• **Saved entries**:
============================================================

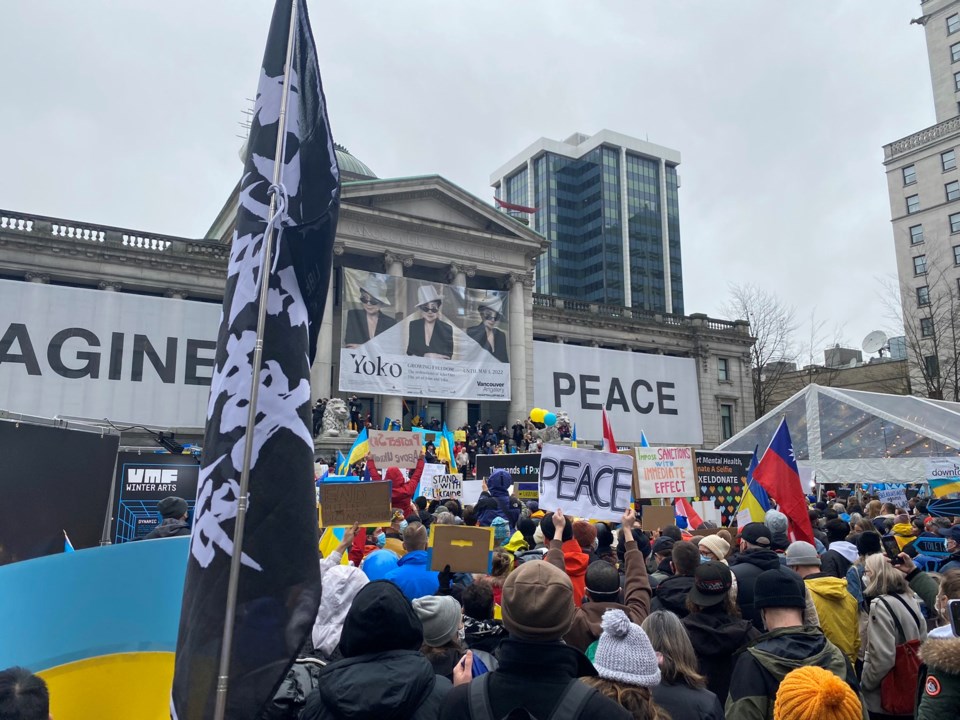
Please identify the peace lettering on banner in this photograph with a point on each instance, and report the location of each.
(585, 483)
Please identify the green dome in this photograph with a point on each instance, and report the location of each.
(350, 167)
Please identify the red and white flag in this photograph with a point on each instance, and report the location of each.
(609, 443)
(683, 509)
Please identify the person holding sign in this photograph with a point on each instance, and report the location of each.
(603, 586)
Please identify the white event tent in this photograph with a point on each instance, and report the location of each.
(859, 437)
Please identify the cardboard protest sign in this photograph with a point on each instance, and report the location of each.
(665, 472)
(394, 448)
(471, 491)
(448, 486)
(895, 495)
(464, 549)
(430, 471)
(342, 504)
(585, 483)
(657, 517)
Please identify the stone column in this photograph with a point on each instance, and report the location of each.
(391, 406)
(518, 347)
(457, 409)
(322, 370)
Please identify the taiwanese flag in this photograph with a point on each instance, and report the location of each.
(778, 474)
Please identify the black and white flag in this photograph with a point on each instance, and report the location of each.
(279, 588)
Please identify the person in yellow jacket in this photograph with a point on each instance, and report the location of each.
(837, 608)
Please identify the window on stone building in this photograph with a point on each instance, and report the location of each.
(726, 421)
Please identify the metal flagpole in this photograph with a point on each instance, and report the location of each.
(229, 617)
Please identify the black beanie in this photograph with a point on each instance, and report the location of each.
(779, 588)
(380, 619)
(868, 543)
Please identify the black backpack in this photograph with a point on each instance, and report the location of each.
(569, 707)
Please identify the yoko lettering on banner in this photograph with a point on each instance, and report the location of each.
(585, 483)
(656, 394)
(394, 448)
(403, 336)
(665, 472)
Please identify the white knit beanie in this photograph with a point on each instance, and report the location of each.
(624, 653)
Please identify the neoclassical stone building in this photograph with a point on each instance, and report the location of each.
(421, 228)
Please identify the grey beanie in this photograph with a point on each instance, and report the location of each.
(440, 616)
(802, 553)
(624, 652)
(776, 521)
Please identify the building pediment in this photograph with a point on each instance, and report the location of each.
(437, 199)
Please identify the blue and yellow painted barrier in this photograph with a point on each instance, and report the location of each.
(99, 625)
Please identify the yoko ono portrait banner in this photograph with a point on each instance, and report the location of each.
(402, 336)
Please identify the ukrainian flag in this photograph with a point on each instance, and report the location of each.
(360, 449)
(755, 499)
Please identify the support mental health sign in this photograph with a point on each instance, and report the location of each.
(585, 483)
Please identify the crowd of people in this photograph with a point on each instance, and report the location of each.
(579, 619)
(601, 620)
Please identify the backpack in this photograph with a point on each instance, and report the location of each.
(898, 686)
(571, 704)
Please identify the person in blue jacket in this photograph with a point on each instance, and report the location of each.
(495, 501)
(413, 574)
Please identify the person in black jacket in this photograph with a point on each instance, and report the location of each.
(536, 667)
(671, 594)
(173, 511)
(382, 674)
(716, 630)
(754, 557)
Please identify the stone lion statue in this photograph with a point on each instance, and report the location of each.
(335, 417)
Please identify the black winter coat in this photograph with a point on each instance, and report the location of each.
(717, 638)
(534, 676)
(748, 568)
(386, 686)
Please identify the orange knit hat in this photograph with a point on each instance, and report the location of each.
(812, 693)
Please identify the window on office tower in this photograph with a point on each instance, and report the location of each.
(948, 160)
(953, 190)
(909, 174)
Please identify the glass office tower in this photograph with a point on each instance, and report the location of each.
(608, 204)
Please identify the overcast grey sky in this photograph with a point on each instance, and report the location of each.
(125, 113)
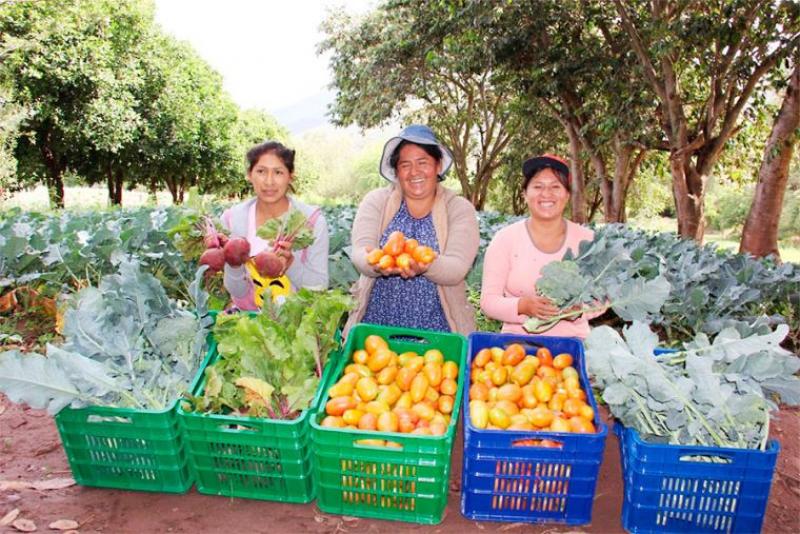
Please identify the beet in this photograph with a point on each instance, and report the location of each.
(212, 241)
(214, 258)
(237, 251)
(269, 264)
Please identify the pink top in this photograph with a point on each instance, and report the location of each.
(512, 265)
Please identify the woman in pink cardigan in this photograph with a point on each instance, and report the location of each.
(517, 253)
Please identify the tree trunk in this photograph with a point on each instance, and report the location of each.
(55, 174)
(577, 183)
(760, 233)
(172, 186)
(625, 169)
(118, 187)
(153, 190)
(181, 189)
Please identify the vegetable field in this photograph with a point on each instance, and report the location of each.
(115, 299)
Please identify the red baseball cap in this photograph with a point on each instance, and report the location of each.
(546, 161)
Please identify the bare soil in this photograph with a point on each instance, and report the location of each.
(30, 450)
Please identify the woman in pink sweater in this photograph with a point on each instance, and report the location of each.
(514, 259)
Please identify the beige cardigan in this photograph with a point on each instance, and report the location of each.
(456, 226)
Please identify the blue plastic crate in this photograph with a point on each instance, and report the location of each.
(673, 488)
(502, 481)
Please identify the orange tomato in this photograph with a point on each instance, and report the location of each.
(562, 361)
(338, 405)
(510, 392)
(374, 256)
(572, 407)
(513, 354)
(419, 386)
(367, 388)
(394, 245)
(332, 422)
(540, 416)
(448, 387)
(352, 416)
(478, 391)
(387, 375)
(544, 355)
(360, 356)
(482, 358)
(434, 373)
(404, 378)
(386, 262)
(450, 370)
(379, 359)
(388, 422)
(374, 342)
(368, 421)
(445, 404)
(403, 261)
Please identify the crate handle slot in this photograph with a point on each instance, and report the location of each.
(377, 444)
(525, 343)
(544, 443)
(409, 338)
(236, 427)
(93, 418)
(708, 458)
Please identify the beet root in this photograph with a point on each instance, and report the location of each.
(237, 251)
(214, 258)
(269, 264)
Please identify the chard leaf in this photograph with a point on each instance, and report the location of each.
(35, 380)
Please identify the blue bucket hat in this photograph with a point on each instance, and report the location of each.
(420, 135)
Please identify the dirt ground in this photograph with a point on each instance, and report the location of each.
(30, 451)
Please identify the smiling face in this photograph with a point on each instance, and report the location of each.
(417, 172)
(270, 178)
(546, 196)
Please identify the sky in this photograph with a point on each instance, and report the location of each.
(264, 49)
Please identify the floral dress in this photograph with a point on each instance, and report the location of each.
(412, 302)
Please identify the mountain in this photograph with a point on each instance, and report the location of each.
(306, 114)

============================================================

• **TASK TO CARRY OUT**: Keep every word of the records above exactly, and return them with no pictures.

• **SOLVED PROBLEM**:
Please identify the peace lettering on banner in this photograph with a point on each instance, and report the location of each.
(585, 483)
Please identify the green dome in this photograph with a point on each instance, and report the location of each.
(350, 167)
Please identify the red and white flag in this photograph with a point on each instance, and report the location of each.
(609, 443)
(683, 509)
Please identify the person holding sign in this photograph with a point on each instance, and report the location of each.
(603, 586)
Please identify the white event tent in this photograph with a point on each instance, and report the location of each.
(859, 437)
Please identify the cardboard protest sign in this photograph with a point on each instance, and report the location of each.
(665, 472)
(394, 448)
(471, 491)
(448, 486)
(895, 495)
(464, 549)
(430, 471)
(342, 504)
(585, 483)
(657, 517)
Please identify the stone column in this photograph with a point on each instance, and report the location of each.
(391, 406)
(518, 347)
(457, 409)
(322, 370)
Please identify the taiwanese flag in this photograph with a point on each instance, and report the location of each.
(778, 474)
Please identify the black and white flag in this photograph with a point on each instance, and report the location of each.
(279, 588)
Please identify the person in yellow jacket in this photograph with a point on each instance, and report the location of each.
(837, 608)
Please identify the window on stone building in this photograph with a point on each instance, and report the location of each.
(726, 421)
Please identify the metal flagpole in this photograph with a point on each instance, and report the location of each.
(229, 617)
Please identify the black beanie in this photograph with a point on each instance, and report the location of each.
(779, 588)
(380, 619)
(868, 543)
Please identify the black backpack in this photograph with a point on each instance, and report the location of each.
(569, 707)
Please identify the yoko lettering on banner in this photograph with a point on each instance, and report the location of each.
(585, 483)
(656, 394)
(394, 448)
(403, 336)
(665, 472)
Please identify the white knit beanie in this photograph with a point on each instance, and report the location of each.
(624, 653)
Please identify the neoclassical stone building in this photograph with a point on each instance, and report the location of each.
(421, 228)
Please identify the grey beanie in this photograph with a point on each instance, and report the location of each.
(440, 616)
(802, 553)
(624, 652)
(776, 521)
Please identify the building pediment in this photograph with a point on each instance, and report the location of each.
(437, 199)
Please identify the blue and yellow painted barrier in this photograph with a point on each instance, and report the location of each.
(99, 625)
Please identify the yoko ono portrait banner in this photograph with a point on each instance, and report the location of each.
(402, 336)
Please identify the ukrainian flag in this photograph with a point on each instance, and report the location of each.
(360, 449)
(755, 499)
Please identify the support mental health sign in this photograph with a point on each instance, and report the location of each.
(585, 483)
Please identify the crowd of people in this photograph with a point on each instance, and report the location of each.
(579, 619)
(601, 620)
Please identify the backpack in this photograph with a point on each instance, and report the location of each.
(898, 686)
(571, 704)
Please identify the person in blue jacket in this photograph with a point on each instance, and report the location of each.
(495, 501)
(413, 574)
Please identify the person in black jacket in this photograph with a point on each instance, and report the location of each.
(536, 667)
(671, 594)
(173, 511)
(382, 674)
(716, 630)
(754, 557)
Please identify the stone lion statue in this photograph with a point on each instance, and report the location of each.
(335, 417)
Please identify the black winter coat in this photograph with a point on each instance, and report the location of each.
(717, 638)
(534, 676)
(748, 568)
(386, 686)
Please identify the orange knit hat in this photograph with a point on each instance, and report the location of each.
(812, 693)
Please identify the window on office tower in this photograph with a point on each instance, and report the location of each.
(948, 160)
(953, 190)
(909, 174)
Please identify the glass office tower in this photograph with a point on each instance, and report the location of each.
(608, 204)
Please identify the overcast grey sky in this photograph with a point on each instance, and report the location of each.
(125, 113)
Please identify the beet in this photograph with a point on each instance, and report the location of each.
(212, 241)
(214, 258)
(237, 251)
(269, 264)
Please identify the pink top in this photograph with a point on each instance, and report the location of each.
(512, 265)
Please identify the woman in pink cardigan in this photograph with a point on each instance, and report the location of each.
(517, 253)
Please identify the tree trunk in this photograph with a point on each instance, and report the location of each.
(55, 174)
(577, 183)
(760, 233)
(172, 186)
(625, 169)
(118, 187)
(153, 190)
(181, 189)
Please identify the vegetable field in this photograph with a point on each instance, and report the location of each.
(115, 299)
Please identify the red baseball cap in this photograph with a point on each instance, and report the location of each.
(546, 161)
Please identify the bare soil in this photograph with a point on each instance, and report the location of each.
(30, 450)
Please identify the woman in pink sweater in this photograph with a point on each instance, and report the location of each.
(514, 259)
Please identify the beige cardigan in this photograph with a point on each instance, and report the location of each.
(456, 226)
Please identify the blue plastic crate in this photograph with a point on each instance, and report the location of each.
(673, 488)
(502, 481)
Please identify the orange tomato in this photograph with a point on each instance, and report the location of each.
(562, 361)
(338, 405)
(510, 392)
(374, 256)
(572, 407)
(513, 354)
(419, 386)
(367, 388)
(394, 245)
(332, 422)
(540, 416)
(448, 387)
(352, 416)
(478, 391)
(387, 375)
(544, 355)
(360, 356)
(482, 358)
(434, 373)
(404, 378)
(386, 262)
(450, 370)
(379, 359)
(388, 422)
(374, 342)
(368, 421)
(445, 404)
(403, 261)
Please identify the crate handle slot in this photograph with a point on each instance, and report the location of each.
(377, 444)
(525, 343)
(544, 443)
(409, 338)
(236, 427)
(93, 418)
(708, 458)
Please identify the beet root in this photograph with a point on each instance, and report the location of each.
(237, 251)
(214, 258)
(269, 264)
Please identify the chard leaf in this photograph with a point on each instance, and report the location of each.
(35, 380)
Please identify the blue bucket hat in this photograph with a point on each instance, and report the location of each.
(420, 135)
Please identify the dirt ground in this photograph with a point on each instance, and report the location of each.
(30, 451)
Please identify the smiling face in this photograph with a point on each instance, and report the location of each.
(417, 172)
(270, 178)
(546, 196)
Please identify the sky in this photograph with a point on each instance, and report the location of each.
(264, 49)
Please identify the floral dress in this photograph with a point on each instance, and report the location of each.
(412, 302)
Please identify the mountain in this photograph with a point on each instance, and report the location of each.
(306, 114)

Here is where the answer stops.